■ **Data supplied**:
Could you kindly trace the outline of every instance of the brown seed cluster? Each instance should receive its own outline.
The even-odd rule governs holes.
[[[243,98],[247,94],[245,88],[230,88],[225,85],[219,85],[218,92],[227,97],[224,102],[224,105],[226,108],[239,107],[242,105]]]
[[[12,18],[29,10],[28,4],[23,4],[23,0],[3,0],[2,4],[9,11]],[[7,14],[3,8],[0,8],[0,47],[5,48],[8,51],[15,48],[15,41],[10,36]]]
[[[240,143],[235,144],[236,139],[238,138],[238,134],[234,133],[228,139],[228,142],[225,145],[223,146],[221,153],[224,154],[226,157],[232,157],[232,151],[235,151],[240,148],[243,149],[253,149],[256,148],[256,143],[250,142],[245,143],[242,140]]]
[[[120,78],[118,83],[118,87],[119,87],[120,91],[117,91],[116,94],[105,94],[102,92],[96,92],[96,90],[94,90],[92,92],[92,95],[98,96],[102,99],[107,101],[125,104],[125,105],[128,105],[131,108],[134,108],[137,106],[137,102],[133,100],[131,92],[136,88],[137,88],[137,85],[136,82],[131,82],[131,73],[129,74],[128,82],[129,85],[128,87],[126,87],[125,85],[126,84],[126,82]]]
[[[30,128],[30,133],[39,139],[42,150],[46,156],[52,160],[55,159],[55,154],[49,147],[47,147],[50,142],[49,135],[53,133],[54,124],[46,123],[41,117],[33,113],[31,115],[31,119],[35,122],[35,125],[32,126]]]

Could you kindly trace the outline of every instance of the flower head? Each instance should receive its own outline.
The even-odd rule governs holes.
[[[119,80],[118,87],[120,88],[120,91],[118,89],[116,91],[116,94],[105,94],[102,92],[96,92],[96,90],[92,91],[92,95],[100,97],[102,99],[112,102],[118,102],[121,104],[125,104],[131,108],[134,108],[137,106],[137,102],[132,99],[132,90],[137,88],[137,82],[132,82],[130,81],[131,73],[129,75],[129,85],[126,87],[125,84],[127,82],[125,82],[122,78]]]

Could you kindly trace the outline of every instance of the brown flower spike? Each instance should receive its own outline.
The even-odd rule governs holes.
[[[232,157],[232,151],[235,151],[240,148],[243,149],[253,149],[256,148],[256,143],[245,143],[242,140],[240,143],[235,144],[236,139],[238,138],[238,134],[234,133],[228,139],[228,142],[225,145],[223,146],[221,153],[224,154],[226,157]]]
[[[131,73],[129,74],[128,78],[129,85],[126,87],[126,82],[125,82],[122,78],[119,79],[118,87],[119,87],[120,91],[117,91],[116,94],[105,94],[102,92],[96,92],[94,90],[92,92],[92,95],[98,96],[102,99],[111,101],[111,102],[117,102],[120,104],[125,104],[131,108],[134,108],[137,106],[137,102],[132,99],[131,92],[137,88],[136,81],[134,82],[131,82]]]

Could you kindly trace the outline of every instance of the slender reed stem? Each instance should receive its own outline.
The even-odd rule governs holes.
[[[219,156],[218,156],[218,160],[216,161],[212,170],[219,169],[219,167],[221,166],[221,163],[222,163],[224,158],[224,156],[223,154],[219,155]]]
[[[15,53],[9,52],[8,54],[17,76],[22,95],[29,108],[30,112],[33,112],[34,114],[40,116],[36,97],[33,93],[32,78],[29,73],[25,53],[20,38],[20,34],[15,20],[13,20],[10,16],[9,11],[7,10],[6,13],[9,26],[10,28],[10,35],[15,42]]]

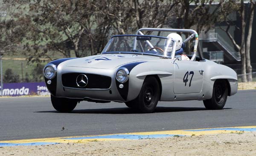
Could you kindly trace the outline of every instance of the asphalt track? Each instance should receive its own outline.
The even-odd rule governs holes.
[[[256,125],[256,90],[239,91],[222,110],[203,102],[160,102],[140,114],[124,104],[83,102],[72,113],[54,111],[49,97],[0,98],[0,140]]]

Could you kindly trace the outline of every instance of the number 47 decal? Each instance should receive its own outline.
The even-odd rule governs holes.
[[[185,83],[185,86],[186,85],[186,83],[189,81],[189,79],[188,78],[189,77],[189,75],[192,75],[191,76],[191,78],[190,78],[190,81],[189,81],[189,87],[191,86],[191,81],[192,81],[192,79],[193,78],[193,76],[194,76],[194,71],[191,71],[189,72],[189,72],[187,71],[186,73],[185,74],[184,76],[184,77],[183,77],[183,82]]]

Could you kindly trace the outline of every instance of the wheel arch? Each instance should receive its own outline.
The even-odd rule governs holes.
[[[160,79],[160,78],[159,78],[159,77],[158,76],[158,75],[157,75],[157,74],[147,75],[144,80],[143,83],[144,83],[144,82],[145,81],[145,80],[147,79],[147,77],[154,77],[157,80],[157,82],[158,82],[158,85],[159,85],[159,90],[160,90],[159,91],[160,92],[160,96],[159,96],[159,100],[160,100],[160,99],[161,99],[161,96],[162,95],[162,82],[161,82],[161,80]]]

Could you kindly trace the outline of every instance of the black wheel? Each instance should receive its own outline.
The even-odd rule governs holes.
[[[56,97],[51,95],[51,101],[54,108],[61,112],[70,112],[77,104],[77,101],[70,99]]]
[[[159,85],[157,79],[154,77],[147,77],[139,96],[133,102],[140,112],[152,113],[157,107],[160,94]]]
[[[135,107],[134,102],[133,101],[128,101],[125,102],[126,106],[131,108],[134,108]]]
[[[227,85],[224,80],[217,80],[213,85],[212,99],[204,101],[207,109],[222,109],[227,98]]]

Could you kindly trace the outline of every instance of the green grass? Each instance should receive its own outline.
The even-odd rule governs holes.
[[[21,78],[21,71],[23,68],[23,77],[25,78],[26,73],[28,73],[30,79],[32,78],[32,73],[34,68],[36,66],[36,63],[27,64],[27,61],[17,60],[3,60],[3,74],[4,75],[6,70],[8,68],[11,68],[12,71],[15,74],[20,75],[20,78]],[[23,65],[22,67],[22,63]],[[47,62],[41,63],[42,65],[46,65]],[[42,69],[42,74],[43,74],[43,69]]]

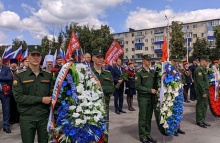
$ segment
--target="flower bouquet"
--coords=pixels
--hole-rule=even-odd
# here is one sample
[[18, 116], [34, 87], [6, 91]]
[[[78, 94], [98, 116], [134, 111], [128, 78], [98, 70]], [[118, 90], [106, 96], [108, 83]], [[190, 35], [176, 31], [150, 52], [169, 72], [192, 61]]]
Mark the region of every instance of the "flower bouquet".
[[210, 79], [209, 86], [209, 106], [213, 116], [220, 117], [220, 76], [215, 66], [209, 69], [208, 77]]
[[53, 89], [49, 142], [102, 143], [107, 134], [102, 100], [101, 85], [88, 67], [63, 65]]
[[[127, 74], [126, 72], [123, 72], [123, 73], [121, 74], [119, 80], [126, 81], [126, 80], [128, 80], [128, 77], [129, 77], [128, 74]], [[119, 89], [120, 85], [121, 85], [121, 83], [117, 83], [117, 84], [115, 85], [115, 88], [116, 88], [116, 89]]]
[[173, 135], [180, 125], [183, 113], [182, 82], [180, 72], [169, 63], [157, 65], [157, 82], [160, 85], [155, 98], [154, 111], [161, 134]]

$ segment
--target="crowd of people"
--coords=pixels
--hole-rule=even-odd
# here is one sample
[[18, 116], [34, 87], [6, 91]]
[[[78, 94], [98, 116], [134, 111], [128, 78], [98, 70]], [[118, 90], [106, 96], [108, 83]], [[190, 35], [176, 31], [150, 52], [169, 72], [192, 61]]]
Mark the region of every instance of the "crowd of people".
[[[46, 143], [47, 120], [49, 106], [51, 103], [51, 89], [53, 89], [52, 78], [62, 67], [63, 60], [57, 56], [47, 55], [41, 64], [41, 47], [28, 47], [28, 56], [20, 62], [11, 59], [9, 66], [3, 64], [0, 58], [0, 99], [3, 110], [3, 131], [11, 133], [10, 124], [20, 123], [21, 138], [23, 143], [33, 143], [37, 131], [38, 142]], [[92, 56], [91, 56], [92, 54]], [[142, 56], [142, 67], [135, 70], [135, 63], [128, 62], [126, 67], [122, 66], [122, 60], [117, 59], [113, 65], [107, 65], [104, 60], [103, 51], [95, 49], [84, 55], [84, 64], [90, 67], [99, 79], [103, 92], [104, 104], [106, 105], [107, 125], [109, 124], [110, 98], [114, 98], [114, 109], [118, 115], [126, 113], [124, 109], [124, 93], [127, 95], [129, 111], [136, 111], [133, 107], [133, 97], [137, 95], [139, 115], [138, 129], [139, 138], [143, 143], [156, 143], [151, 137], [151, 119], [153, 114], [153, 97], [156, 96], [158, 87], [155, 83], [156, 70], [151, 69], [151, 57]], [[193, 63], [183, 62], [180, 67], [178, 55], [170, 56], [171, 64], [180, 72], [183, 83], [184, 102], [189, 103], [197, 100], [196, 122], [197, 125], [206, 128], [205, 116], [208, 106], [208, 57], [194, 59]], [[200, 64], [199, 64], [200, 62]], [[214, 61], [216, 64], [218, 61]], [[128, 78], [124, 80], [124, 73]], [[5, 86], [9, 88], [5, 89]], [[190, 90], [190, 96], [188, 93]], [[8, 92], [7, 92], [8, 91]], [[137, 93], [136, 93], [137, 92]], [[185, 134], [178, 127], [175, 136]]]

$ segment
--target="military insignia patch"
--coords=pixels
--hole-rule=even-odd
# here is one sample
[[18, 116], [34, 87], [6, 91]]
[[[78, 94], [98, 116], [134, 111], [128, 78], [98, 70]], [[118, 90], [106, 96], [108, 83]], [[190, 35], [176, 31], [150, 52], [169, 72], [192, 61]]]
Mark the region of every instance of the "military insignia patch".
[[17, 86], [18, 85], [18, 81], [15, 79], [14, 81], [13, 81], [13, 86]]

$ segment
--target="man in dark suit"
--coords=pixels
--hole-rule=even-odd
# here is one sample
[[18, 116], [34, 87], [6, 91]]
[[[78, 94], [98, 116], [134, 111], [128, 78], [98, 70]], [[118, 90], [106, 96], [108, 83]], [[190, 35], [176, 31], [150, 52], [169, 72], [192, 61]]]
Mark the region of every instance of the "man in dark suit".
[[0, 100], [2, 102], [3, 110], [3, 131], [11, 133], [9, 129], [9, 118], [10, 118], [10, 96], [8, 91], [4, 90], [5, 86], [12, 81], [12, 73], [9, 67], [2, 65], [2, 58], [0, 57]]
[[124, 97], [124, 81], [120, 79], [122, 72], [121, 59], [117, 59], [116, 66], [114, 66], [111, 70], [114, 84], [116, 85], [117, 83], [120, 83], [120, 87], [114, 92], [114, 105], [116, 114], [120, 114], [120, 112], [126, 113], [122, 110]]
[[89, 53], [86, 53], [84, 55], [85, 61], [83, 62], [85, 65], [87, 65], [88, 67], [92, 68], [93, 67], [93, 63], [91, 62], [91, 55]]

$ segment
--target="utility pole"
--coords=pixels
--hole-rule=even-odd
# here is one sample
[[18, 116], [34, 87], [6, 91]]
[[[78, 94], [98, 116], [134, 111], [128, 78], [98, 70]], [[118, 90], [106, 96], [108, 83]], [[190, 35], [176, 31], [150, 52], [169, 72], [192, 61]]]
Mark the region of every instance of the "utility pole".
[[165, 15], [165, 20], [167, 20], [167, 53], [168, 53], [168, 58], [167, 58], [167, 61], [170, 60], [170, 40], [169, 40], [169, 32], [170, 32], [170, 29], [169, 29], [169, 19], [168, 17]]

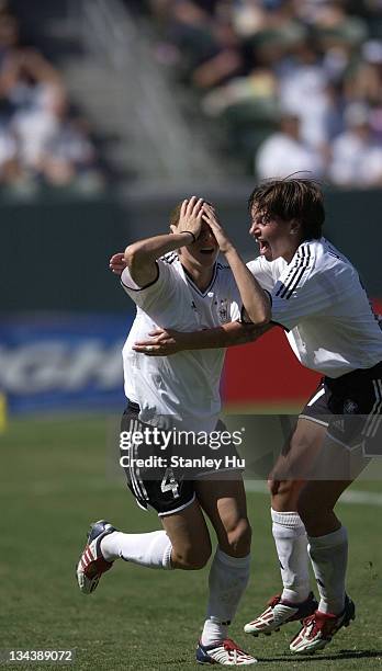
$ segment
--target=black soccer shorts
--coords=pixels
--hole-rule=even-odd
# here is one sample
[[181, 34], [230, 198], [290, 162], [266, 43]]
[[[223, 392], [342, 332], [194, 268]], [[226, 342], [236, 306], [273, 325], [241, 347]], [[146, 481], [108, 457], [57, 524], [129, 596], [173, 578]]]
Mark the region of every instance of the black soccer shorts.
[[328, 436], [366, 457], [382, 456], [382, 362], [337, 378], [324, 377], [300, 414], [327, 427]]
[[[198, 477], [207, 477], [211, 474], [216, 475], [214, 468], [181, 468], [180, 466], [171, 465], [171, 456], [181, 453], [179, 445], [166, 445], [160, 442], [160, 436], [154, 436], [155, 427], [146, 424], [139, 420], [139, 406], [128, 401], [121, 421], [121, 441], [120, 441], [120, 464], [123, 467], [127, 487], [135, 497], [139, 508], [148, 510], [154, 508], [159, 516], [166, 516], [176, 512], [180, 512], [190, 505], [195, 499], [194, 480]], [[218, 422], [217, 430], [224, 430], [223, 422]], [[123, 436], [132, 434], [145, 434], [151, 436], [150, 441], [146, 439], [137, 444], [132, 444], [122, 447]], [[130, 443], [131, 441], [127, 441]], [[155, 443], [155, 444], [153, 444]], [[222, 458], [221, 470], [231, 473], [237, 471], [235, 467], [225, 468], [225, 458], [238, 459], [239, 455], [235, 445], [229, 444], [224, 447], [221, 453]], [[188, 454], [190, 458], [196, 457], [198, 454], [192, 452]], [[218, 473], [221, 473], [218, 470]], [[240, 477], [240, 476], [236, 476]], [[222, 475], [222, 479], [224, 474]]]

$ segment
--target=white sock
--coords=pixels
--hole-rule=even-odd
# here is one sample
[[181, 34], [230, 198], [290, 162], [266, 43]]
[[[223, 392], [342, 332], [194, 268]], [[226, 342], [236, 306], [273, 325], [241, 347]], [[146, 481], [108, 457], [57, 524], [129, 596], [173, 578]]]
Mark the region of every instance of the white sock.
[[171, 542], [165, 531], [149, 534], [113, 532], [101, 541], [101, 553], [106, 561], [121, 557], [125, 561], [155, 569], [172, 568], [171, 549]]
[[319, 592], [322, 613], [338, 615], [345, 606], [348, 534], [345, 526], [325, 536], [308, 536], [308, 551]]
[[211, 565], [210, 598], [202, 633], [202, 645], [209, 646], [227, 637], [228, 625], [249, 580], [250, 555], [231, 557], [217, 547]]
[[301, 603], [311, 591], [305, 526], [296, 512], [271, 509], [271, 515], [283, 584], [281, 596], [291, 603]]

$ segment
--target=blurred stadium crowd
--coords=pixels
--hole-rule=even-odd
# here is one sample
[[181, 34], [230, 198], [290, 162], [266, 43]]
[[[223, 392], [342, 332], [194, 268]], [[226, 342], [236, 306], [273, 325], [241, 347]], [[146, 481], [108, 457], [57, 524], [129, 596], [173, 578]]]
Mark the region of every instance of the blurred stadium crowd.
[[247, 172], [382, 185], [382, 0], [142, 4], [156, 58], [193, 89]]
[[56, 67], [24, 38], [7, 0], [0, 0], [0, 185], [18, 196], [104, 185], [87, 120]]

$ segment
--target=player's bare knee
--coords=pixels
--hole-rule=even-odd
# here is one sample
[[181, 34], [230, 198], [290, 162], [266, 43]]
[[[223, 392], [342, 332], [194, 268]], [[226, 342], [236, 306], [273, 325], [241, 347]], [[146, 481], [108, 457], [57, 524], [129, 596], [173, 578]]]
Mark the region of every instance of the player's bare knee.
[[251, 537], [251, 526], [246, 518], [241, 518], [227, 531], [227, 554], [233, 557], [244, 557], [248, 555], [250, 551]]
[[308, 492], [302, 490], [297, 499], [296, 510], [303, 523], [311, 526], [330, 512], [332, 508], [322, 498], [314, 499]]
[[[272, 480], [273, 482], [273, 480]], [[297, 510], [297, 500], [302, 482], [297, 480], [278, 480], [278, 487], [271, 489], [271, 505], [278, 512]]]
[[172, 566], [183, 571], [198, 571], [207, 564], [211, 553], [211, 544], [198, 547], [189, 545], [181, 548], [172, 548]]

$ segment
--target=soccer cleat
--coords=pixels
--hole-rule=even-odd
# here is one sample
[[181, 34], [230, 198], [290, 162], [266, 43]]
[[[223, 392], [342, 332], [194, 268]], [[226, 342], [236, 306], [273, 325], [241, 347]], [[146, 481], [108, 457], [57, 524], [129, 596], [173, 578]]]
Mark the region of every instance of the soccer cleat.
[[245, 625], [246, 634], [258, 636], [265, 634], [270, 636], [272, 632], [279, 632], [280, 627], [289, 622], [300, 619], [301, 622], [307, 615], [312, 615], [318, 607], [313, 592], [310, 593], [305, 601], [301, 603], [291, 603], [281, 599], [281, 594], [277, 594], [268, 602], [268, 607], [259, 617]]
[[330, 642], [333, 636], [341, 627], [348, 627], [355, 617], [356, 606], [348, 595], [345, 598], [345, 609], [339, 615], [316, 611], [304, 619], [302, 629], [291, 640], [289, 646], [291, 652], [312, 655], [316, 650], [322, 650]]
[[200, 664], [224, 664], [226, 667], [249, 667], [256, 664], [257, 659], [239, 648], [231, 638], [216, 640], [210, 646], [199, 642], [196, 648], [196, 662]]
[[117, 530], [105, 520], [99, 520], [90, 526], [88, 542], [76, 569], [78, 587], [82, 594], [91, 594], [102, 573], [113, 566], [113, 562], [106, 561], [101, 553], [101, 541], [114, 531]]

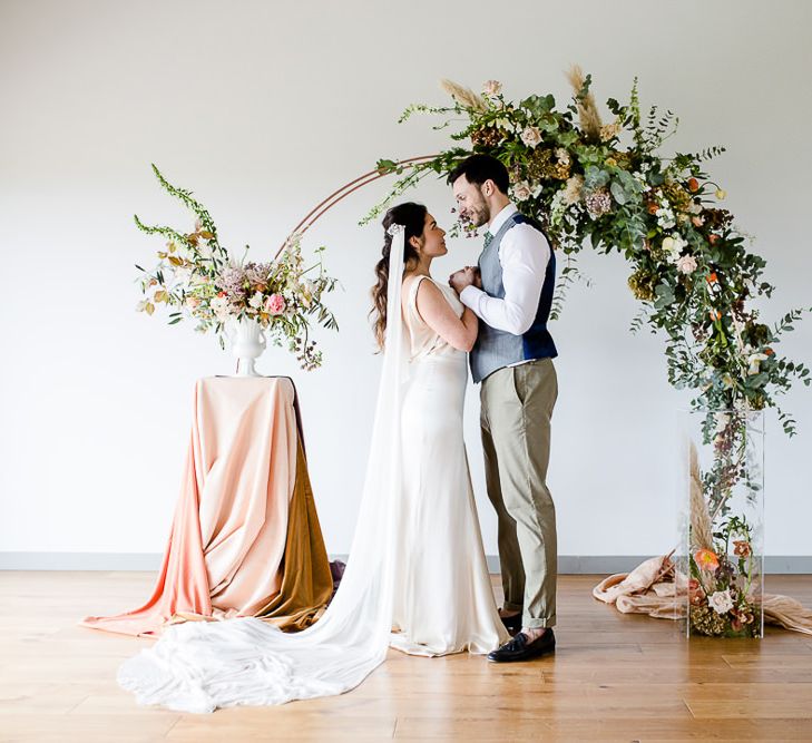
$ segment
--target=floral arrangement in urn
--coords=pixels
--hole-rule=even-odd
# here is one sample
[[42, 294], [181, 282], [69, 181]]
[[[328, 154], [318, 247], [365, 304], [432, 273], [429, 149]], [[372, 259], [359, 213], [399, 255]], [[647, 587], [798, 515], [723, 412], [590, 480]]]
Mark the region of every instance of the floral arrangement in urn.
[[305, 266], [301, 234], [294, 234], [274, 261], [236, 262], [221, 245], [214, 221], [192, 192], [173, 186], [155, 165], [153, 170], [164, 190], [188, 207], [196, 222], [194, 229], [185, 233], [148, 226], [135, 216], [141, 232], [168, 241], [158, 251], [158, 264], [151, 271], [136, 265], [144, 294], [137, 309], [151, 315], [165, 304], [174, 310], [169, 324], [192, 320], [199, 332], [214, 330], [223, 348], [229, 324], [253, 321], [275, 345], [286, 342], [303, 369], [320, 366], [322, 353], [310, 338], [311, 325], [316, 322], [337, 330], [334, 315], [323, 303], [323, 295], [337, 283], [325, 273], [324, 248], [317, 248], [315, 263]]
[[757, 556], [746, 519], [732, 516], [713, 535], [713, 548], [691, 555], [689, 627], [711, 637], [761, 637]]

■ **Task to complete**: List every line above that contains the word "wheel", treating uppercase and lowercase as different.

■ **Result for this task**:
Could you kindly trace the outline of every instance of the wheel arch? Each instance should receive its own outline.
Could you kindly trace the outline of every instance of the black wheel? Each instance should receive its own outline.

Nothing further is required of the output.